**Tugas Anda**
1) Menurut teks tentang qadha puasa Ramadhan, kapan rentang waktu pelaksanaan qadha puasa?
2) Tuliskan lanjutan teks tentang qadha puasa Ramadhan, dimulai setelah kalimat terakhir yang ditampilkan.

━━━━━ Penggalan Teks ━━━━━

Ramadhan tinggal beberapa hari lagi. Sebagai umat Muslim, ada beberapa  hal yang harus dipersiapkan dan diperhatikan untuk menyambut Ramadhan. Salah satu hal yang harus diperhatikan dengan lebih yaitu mengenai utang puasa. Bagi yang tidak berpuasa Ramadhan dengan alasan perjalanan (safar) jauh yang memenuhi syarat, sakit yang bisa sembuh, lupa niat pada malam hari, memiliki penyakit ayan, sengaja tidak berpuasa, atau alasan lainnya maka wajib mengqadha puasa.

Qadha puasa dilakukan sejak tanggal dua Syawal sampai sebelum Ramadhan berikutnya. Apabila terlambat mengqadha sampai Ramadhan berikutnya karena menunda-nunda, maka orang tersebut bukan hanya wajib mengqadha puasa tapi juga wajib membayar fidyah (denda). Ketentuan ini didasarkan pada HR Ad-Daruquthni dan Al-Baihaqi.

والثاني الإفطار مع تأخير قضاء) شىء من رمضان (مع إمكانه حتى يأتي رمضان آخر) لخبر من أدرك رمضان فأفطر لمرض ثم صح ولم يقضه حتى أدركه رمضان آخر صام الذي أدركه ثم يقضي ما عليه ثم يطعم عن كل يوم مسكينا رواه الدارقطني والبيهقي فخرج بالإمكان من استمر به السفر أو المرض حتى أتى رمضان آخر أو أخر لنسيان أو جهل بحرمة التأخير. وإن كان مخالطا للعلماء لخفاء ذلك لا بالفدية فلا يعذر لجهله بها نظير من علم حرمة التنحنح وجهل البطلان به. واعلم أن الفدية تتكر بتكرر السنين وتستقر في ذمة من لزمته.

Artinya, “(Kedua [yang wajib qadha dan fidyah] adalah ketiadaan puasa dengan menunda qadha) puasa Ramadhan (padahal memiliki kesempatan hingga Ramadhan berikutnya tiba) didasarkan pada hadits, ‘Siapa saja mengalami Ramadhan, lalu tidak berpuasa karena sakit, kemudian sehat kembali dan belum mengqadhanya hingga Ramadhan selanjutnya tiba, maka ia harus menunaikan puasa Ramadhan yang sedang dijalaninya, setelah itu mengqadha utang puasanya dan memberikan makan kepada seorang miskin satu hari yang ditinggalkan sebagai kaffarah,’ (HR Ad-Daruquthni dan Al-Baihaqi).

Baca juga: Lima Amalan Malam Nifsu Syaban yang Wajib Kamu Ketahui (mahadjawi.com)

━━━━━ Catatan yang Disediakan ━━━━━

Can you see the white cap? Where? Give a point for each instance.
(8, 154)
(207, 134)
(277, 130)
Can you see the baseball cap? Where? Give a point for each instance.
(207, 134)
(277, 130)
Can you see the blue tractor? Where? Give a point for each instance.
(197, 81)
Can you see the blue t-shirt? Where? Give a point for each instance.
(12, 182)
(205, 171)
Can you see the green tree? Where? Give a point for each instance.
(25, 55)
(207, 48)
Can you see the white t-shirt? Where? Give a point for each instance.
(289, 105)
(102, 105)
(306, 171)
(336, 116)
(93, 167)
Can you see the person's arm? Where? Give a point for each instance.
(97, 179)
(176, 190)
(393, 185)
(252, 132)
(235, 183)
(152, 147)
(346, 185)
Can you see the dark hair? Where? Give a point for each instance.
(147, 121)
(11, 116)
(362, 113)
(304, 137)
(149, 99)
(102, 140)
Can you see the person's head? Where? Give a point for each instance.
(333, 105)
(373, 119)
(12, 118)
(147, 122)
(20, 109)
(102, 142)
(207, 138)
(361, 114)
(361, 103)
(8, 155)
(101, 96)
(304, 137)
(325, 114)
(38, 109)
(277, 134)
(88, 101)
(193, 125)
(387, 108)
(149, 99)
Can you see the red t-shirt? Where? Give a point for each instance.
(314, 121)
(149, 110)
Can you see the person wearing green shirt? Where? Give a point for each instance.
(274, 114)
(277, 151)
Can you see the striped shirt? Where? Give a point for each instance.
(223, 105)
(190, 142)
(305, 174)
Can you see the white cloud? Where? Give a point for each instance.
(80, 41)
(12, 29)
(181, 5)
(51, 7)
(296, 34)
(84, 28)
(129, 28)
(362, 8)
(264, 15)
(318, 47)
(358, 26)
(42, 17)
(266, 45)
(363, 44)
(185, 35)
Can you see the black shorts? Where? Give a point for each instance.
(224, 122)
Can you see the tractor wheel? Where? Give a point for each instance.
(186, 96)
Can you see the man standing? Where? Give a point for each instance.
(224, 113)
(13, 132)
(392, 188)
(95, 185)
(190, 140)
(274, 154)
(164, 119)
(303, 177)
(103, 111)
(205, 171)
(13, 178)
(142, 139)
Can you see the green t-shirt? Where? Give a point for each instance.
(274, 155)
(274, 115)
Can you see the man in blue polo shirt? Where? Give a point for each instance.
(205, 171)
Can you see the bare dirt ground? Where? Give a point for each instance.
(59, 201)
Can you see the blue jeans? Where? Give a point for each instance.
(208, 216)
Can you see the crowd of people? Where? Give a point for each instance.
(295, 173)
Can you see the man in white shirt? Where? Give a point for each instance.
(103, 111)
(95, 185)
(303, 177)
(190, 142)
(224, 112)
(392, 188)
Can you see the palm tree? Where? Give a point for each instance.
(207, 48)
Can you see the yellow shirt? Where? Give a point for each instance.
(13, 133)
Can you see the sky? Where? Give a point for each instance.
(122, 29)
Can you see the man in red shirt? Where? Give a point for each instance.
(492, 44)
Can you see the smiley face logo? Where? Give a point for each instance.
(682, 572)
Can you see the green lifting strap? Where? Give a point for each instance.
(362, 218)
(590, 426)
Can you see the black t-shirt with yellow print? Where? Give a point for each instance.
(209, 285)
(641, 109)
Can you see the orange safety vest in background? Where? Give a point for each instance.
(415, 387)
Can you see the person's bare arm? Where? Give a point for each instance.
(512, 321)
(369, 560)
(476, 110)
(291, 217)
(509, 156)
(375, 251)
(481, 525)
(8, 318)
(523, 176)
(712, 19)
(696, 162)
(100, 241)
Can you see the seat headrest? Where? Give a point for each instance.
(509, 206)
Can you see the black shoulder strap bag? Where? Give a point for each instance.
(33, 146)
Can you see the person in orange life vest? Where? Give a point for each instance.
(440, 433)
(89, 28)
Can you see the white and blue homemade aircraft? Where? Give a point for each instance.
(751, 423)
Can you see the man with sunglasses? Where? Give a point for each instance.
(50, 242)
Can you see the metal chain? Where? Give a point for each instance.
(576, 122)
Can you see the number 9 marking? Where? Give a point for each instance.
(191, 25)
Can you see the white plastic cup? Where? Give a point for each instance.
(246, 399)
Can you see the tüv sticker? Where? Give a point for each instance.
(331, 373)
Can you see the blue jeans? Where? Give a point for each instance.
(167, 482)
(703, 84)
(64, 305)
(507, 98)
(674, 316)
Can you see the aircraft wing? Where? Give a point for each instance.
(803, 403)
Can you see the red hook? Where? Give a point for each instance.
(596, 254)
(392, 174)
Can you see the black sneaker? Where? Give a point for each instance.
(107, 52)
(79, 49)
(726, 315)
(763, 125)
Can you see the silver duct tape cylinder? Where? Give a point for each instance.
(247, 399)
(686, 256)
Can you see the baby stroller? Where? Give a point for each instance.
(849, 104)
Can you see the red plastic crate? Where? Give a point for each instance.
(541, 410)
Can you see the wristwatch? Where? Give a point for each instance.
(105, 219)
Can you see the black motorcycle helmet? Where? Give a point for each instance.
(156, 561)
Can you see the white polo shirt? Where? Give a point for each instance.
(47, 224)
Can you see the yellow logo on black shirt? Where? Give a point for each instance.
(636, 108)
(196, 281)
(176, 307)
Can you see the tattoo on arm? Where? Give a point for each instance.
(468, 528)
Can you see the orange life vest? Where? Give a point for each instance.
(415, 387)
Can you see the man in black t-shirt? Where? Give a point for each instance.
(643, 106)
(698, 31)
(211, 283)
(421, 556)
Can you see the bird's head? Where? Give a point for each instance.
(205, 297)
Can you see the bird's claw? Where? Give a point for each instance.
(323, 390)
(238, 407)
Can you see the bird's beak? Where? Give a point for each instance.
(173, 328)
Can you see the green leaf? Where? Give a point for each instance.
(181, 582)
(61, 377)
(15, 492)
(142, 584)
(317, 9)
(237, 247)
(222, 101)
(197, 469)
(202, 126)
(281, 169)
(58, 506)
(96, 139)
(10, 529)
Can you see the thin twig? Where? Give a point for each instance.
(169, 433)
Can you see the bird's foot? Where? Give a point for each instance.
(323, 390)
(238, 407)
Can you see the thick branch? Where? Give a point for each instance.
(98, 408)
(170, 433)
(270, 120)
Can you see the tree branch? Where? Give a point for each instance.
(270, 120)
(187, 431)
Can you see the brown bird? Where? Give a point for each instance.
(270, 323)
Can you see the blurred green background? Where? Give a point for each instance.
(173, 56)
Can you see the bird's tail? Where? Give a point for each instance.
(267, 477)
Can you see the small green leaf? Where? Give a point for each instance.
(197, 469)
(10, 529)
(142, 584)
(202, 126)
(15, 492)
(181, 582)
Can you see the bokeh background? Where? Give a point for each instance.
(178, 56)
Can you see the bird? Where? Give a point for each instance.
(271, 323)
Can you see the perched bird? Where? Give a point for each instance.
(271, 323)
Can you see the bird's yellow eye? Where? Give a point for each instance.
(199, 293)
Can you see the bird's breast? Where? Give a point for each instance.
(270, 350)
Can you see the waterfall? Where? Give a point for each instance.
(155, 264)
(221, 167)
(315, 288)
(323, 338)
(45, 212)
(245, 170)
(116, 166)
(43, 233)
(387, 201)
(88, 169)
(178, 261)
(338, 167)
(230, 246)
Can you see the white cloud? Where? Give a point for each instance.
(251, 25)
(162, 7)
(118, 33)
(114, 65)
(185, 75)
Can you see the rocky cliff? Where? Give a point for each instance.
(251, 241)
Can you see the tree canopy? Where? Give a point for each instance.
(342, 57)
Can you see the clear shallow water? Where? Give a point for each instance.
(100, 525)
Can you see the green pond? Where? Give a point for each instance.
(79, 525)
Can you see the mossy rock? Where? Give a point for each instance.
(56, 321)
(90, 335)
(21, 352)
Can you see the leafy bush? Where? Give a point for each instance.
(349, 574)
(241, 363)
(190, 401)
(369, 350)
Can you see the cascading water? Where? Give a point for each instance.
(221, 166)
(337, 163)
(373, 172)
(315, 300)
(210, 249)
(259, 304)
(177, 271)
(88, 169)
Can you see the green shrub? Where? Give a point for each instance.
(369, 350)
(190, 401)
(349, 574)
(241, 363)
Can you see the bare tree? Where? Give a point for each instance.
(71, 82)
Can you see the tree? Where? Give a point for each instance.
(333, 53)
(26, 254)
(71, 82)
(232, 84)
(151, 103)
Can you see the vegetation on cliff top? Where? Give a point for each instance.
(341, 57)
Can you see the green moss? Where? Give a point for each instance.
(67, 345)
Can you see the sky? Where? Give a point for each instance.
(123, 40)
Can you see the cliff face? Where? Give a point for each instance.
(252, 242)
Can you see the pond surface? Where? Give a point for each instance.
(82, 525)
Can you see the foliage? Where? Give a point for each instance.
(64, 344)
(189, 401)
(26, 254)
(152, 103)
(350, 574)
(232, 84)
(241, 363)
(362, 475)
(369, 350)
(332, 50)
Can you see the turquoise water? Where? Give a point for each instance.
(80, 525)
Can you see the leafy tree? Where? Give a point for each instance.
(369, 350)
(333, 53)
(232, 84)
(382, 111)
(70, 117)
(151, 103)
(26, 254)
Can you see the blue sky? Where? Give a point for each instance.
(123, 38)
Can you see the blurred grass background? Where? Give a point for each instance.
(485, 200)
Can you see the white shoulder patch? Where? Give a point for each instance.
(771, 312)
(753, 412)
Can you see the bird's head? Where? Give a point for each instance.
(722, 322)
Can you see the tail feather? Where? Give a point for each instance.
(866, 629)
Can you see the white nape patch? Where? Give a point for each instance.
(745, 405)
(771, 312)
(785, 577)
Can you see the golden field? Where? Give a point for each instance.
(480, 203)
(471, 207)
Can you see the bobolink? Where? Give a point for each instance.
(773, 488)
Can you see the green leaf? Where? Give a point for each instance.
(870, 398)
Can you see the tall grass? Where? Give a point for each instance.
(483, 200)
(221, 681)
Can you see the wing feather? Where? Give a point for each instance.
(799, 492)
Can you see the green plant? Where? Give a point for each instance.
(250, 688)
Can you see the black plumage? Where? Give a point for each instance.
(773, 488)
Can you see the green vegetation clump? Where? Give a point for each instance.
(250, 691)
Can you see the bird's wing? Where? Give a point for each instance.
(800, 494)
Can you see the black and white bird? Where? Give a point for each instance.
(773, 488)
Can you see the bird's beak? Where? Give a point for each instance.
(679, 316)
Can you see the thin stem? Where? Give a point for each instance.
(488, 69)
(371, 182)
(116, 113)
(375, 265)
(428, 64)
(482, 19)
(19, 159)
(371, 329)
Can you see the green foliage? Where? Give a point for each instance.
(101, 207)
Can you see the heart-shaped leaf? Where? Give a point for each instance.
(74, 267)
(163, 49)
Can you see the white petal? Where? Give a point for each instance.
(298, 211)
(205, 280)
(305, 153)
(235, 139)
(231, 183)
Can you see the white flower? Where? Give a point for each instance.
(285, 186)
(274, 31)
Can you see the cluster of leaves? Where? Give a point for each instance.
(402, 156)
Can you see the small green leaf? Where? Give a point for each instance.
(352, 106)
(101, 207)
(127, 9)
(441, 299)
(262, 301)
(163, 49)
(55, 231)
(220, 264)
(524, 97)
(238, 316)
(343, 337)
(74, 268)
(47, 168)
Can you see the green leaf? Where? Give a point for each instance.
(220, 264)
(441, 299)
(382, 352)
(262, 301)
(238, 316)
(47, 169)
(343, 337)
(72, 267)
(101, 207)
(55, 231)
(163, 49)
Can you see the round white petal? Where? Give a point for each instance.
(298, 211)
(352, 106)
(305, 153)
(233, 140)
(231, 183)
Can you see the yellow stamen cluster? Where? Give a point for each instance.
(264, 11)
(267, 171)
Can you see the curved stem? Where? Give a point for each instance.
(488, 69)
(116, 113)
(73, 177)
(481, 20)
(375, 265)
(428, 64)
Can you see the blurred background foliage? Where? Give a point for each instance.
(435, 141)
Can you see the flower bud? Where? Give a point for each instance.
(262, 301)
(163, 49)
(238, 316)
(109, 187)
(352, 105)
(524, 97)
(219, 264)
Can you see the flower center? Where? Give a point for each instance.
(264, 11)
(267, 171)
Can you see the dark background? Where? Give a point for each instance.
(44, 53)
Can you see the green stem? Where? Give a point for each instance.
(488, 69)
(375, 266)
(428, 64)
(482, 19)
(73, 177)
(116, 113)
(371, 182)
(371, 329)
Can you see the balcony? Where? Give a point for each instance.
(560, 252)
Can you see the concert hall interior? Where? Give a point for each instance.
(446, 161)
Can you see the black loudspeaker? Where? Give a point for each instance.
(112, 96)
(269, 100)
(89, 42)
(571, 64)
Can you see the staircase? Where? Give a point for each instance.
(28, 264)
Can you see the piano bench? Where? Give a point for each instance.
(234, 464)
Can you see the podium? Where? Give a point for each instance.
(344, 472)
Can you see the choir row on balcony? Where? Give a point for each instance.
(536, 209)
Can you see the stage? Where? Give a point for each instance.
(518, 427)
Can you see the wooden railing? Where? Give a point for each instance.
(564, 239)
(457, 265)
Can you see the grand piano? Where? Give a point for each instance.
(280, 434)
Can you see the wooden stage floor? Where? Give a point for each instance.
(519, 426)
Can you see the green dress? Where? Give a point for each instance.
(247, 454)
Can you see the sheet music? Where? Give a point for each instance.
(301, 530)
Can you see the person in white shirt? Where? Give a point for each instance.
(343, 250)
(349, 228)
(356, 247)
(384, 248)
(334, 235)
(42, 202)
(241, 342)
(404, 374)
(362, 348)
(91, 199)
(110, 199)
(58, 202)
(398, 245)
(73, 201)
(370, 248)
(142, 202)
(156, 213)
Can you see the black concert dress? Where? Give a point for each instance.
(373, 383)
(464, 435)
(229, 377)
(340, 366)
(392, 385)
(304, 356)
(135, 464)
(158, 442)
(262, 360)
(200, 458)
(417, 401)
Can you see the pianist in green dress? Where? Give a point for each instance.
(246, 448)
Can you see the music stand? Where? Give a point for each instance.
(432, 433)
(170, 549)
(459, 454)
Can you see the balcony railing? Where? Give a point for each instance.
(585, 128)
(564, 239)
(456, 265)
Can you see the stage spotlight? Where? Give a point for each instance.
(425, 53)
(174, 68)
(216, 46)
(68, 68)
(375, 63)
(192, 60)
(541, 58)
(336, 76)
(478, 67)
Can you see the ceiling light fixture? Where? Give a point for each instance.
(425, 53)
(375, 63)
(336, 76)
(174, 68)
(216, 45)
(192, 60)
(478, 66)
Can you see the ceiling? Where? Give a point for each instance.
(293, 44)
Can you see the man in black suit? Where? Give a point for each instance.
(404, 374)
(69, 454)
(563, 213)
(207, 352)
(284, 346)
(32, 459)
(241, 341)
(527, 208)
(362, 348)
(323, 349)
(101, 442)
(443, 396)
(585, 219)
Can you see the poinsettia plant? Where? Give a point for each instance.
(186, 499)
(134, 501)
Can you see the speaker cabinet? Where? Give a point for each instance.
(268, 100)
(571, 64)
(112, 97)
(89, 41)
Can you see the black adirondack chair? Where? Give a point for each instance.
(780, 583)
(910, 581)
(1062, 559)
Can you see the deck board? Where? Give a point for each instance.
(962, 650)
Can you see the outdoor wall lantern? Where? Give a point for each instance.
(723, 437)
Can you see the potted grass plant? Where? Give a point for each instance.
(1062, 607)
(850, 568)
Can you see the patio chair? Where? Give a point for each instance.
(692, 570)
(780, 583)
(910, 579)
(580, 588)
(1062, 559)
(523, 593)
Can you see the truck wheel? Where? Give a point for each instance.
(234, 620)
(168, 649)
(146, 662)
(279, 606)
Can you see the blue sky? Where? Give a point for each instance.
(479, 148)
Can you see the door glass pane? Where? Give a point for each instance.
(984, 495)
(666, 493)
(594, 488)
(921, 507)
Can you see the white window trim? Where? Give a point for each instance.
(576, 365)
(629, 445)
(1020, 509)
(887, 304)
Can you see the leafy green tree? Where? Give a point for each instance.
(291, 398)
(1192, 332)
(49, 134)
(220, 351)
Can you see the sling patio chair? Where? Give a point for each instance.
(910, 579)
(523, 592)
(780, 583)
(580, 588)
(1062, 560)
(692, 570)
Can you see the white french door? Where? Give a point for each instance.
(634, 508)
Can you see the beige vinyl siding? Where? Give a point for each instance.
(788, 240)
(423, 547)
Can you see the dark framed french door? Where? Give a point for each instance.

━━━━━

**Jawaban**
1) Qadha puasa dilakukan sejak tanggal dua Syawal sampai sebelum Ramadhan berikutnya.

2)
Sementara itu, apabila tidak mengqadha puasa hingga Ramadhan tiba dikarenakan oleh beberapa kondisi yang diperbolehkan, maka orang tersebut tidak wajib mengqadha. Adapun kondisi yang diperbolehkan seperti karena bersafari (selalu dalam perjalanan) seperti pelaut, orang sakit hingga tiba Ramadhan berikutnya, orang yang menunda karena lupa, atau orang yang tidak tahu keharaman penundaan qadha (kecuali yang hidup membaur dengan ulama). Hukum ini telah dijelaskan oleh Imam Nawai Banten dalam Kasyifatus Saja (h. 114) yang berbunyi:

فخرج بالإمكان من استمر به السفر أو المرض حتى أتى رمضان آخر أو أخر لنسيان أو جهل بحرمة التأخير. وإن كان مخالطا للعلماء لخفاء ذلك لا بالفدية فلا يعذر لجهله بها نظير من علم حرمة التنحنح وجهل البطلان به. واعلم أن الفدية تتكر بتكرر السنين وتستقر في ذمة من لزمته.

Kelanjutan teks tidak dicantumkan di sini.